-------- Records supplied --------

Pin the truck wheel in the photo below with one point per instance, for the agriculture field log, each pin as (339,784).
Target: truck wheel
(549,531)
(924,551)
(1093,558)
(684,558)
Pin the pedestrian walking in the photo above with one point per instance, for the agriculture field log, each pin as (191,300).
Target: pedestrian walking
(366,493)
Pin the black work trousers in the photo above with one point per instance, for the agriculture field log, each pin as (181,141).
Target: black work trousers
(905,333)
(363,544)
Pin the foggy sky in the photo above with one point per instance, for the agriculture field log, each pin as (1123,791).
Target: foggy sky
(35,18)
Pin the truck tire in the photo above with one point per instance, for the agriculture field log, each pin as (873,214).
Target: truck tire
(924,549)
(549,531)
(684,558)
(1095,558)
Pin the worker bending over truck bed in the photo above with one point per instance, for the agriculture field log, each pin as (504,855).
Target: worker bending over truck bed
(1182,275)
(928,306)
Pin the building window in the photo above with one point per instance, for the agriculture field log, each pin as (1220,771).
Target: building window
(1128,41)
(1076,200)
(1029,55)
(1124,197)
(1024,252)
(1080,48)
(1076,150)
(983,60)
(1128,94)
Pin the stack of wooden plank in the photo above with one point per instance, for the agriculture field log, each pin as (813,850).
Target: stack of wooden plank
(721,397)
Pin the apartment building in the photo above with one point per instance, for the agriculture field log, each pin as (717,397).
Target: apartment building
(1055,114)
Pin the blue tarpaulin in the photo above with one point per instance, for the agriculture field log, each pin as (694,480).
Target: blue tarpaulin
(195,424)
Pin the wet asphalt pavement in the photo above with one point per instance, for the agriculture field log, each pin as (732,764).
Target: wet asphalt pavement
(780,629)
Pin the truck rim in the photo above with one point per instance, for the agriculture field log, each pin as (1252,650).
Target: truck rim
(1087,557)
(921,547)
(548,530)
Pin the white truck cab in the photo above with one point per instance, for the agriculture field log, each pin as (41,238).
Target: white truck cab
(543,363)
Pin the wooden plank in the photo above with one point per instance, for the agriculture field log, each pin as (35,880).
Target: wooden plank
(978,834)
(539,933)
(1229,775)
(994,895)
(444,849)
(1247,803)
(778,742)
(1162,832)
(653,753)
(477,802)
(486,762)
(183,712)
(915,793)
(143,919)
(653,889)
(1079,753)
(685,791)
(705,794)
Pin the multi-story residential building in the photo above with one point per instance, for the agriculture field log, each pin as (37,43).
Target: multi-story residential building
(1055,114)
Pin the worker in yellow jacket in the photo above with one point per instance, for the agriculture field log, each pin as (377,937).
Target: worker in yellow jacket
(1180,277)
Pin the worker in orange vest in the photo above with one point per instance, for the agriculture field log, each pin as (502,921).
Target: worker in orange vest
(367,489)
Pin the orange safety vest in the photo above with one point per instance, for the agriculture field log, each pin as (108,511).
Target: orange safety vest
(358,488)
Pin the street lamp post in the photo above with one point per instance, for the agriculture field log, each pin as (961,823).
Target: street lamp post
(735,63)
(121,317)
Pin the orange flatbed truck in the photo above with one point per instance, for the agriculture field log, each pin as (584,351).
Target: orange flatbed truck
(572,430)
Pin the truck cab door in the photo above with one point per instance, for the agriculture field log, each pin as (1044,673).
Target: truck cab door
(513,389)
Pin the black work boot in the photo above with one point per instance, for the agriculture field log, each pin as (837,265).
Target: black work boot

--------

§ Task to carry out
Your task is to reproduce, exactly and exclusively, the lines from the one holding "Pin the street" through the final line of the listing.

§ The solution
Pin the street lamp post in the photo above with one point per instance, for the agriculture field log, each pin as (961,823).
Target: street lamp post
(735,63)
(121,317)
Pin the orange flatbed truck in the photo above with one point per instance, for the agriculture field log, each pin as (584,351).
Target: orange flatbed truck
(572,430)
Pin the truck cab door in the photo above with one point per instance, for the agriculture field log, each pin as (1044,673).
Target: truck cab door
(513,389)
Pin the black work boot in the photo above with one point per instance, for the agriculture field log, each pin as (837,265).
Target: black work boot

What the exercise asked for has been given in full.